→ About this task:
Going from the top of the listing below to the line that holds "Target: yellow anther", reproduce each line exactly; no pictures.

→ Extracted material:
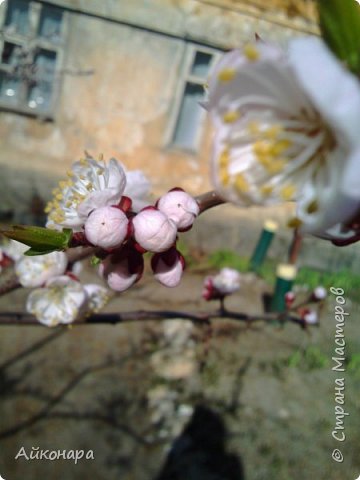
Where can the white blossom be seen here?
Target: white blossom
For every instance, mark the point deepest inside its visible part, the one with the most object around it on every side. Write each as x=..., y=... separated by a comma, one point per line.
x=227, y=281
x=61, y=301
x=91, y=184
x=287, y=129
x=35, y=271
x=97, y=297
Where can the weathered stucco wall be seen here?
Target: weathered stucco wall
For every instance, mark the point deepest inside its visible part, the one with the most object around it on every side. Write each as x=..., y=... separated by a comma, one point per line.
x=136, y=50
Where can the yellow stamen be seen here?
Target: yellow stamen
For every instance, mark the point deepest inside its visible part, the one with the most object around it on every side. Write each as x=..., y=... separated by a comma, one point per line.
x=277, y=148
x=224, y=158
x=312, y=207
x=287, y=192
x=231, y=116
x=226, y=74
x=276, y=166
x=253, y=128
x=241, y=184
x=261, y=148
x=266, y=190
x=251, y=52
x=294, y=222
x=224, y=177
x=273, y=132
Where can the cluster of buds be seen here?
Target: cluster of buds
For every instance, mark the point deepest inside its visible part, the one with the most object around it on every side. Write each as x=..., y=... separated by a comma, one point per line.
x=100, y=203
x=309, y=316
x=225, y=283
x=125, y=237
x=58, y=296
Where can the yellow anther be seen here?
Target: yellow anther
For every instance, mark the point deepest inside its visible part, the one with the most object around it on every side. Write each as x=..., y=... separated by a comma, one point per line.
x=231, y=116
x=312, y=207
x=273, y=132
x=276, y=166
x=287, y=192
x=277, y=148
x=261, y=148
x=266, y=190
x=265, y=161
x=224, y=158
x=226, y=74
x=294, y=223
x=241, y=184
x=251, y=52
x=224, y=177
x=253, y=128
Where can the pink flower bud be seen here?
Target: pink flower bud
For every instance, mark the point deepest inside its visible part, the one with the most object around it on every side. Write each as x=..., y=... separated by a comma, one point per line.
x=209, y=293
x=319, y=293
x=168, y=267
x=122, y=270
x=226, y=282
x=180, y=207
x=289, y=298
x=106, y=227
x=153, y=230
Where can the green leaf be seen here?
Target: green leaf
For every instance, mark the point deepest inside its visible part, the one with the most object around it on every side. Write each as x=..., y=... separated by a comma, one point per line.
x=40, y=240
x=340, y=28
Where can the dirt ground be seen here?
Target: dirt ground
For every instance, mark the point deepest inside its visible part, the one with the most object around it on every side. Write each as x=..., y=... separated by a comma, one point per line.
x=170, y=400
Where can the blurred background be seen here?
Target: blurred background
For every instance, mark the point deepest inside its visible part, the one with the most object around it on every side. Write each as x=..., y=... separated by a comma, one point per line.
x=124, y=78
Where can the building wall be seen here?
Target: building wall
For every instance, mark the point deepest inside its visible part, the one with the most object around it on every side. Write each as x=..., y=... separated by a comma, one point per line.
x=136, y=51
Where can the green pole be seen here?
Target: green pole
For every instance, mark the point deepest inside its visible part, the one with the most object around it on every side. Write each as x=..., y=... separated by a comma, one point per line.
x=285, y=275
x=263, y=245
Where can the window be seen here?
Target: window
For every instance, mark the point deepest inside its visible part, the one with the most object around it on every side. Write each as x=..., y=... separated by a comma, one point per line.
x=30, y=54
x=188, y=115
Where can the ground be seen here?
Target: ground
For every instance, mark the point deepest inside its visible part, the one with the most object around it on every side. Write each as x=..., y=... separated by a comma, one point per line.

→ Written reply:
Where can the white blossom be seen here?
Target: white blossom
For every instance, mark the point deepest inside its visible part, the one with the most object around it on every side. Write each as x=..., y=... separated by a comma, one point per line.
x=227, y=281
x=61, y=301
x=91, y=184
x=287, y=129
x=35, y=271
x=97, y=297
Where can the weathered stucco wall be seen here?
Target: weathered stucco wall
For every instance, mark the point deepest inside its visible part, the one with the most object around it on every side. Write each as x=..., y=... separated by a comma, one point per line.
x=136, y=50
Where can the yellow stamen be seen here?
Target: yellow stamen
For every instance, mark the point deepest inside its visible part, the one with the most object around it on every side. Write each as x=..., y=... separated by a comma, one point per line.
x=277, y=148
x=224, y=158
x=312, y=207
x=287, y=192
x=231, y=116
x=226, y=74
x=276, y=166
x=253, y=128
x=241, y=184
x=261, y=148
x=266, y=190
x=251, y=52
x=294, y=222
x=224, y=177
x=273, y=132
Where can the cluster of buds be seen here?
Target: cluster of buds
For every instance, mark the point deepest inside its visible part, the one with the most object around it on every side. Write each as x=..., y=... separated by a comma, one point per line.
x=100, y=203
x=309, y=316
x=225, y=283
x=125, y=237
x=58, y=296
Where can the yellow anther be seen here?
Target: yellow anther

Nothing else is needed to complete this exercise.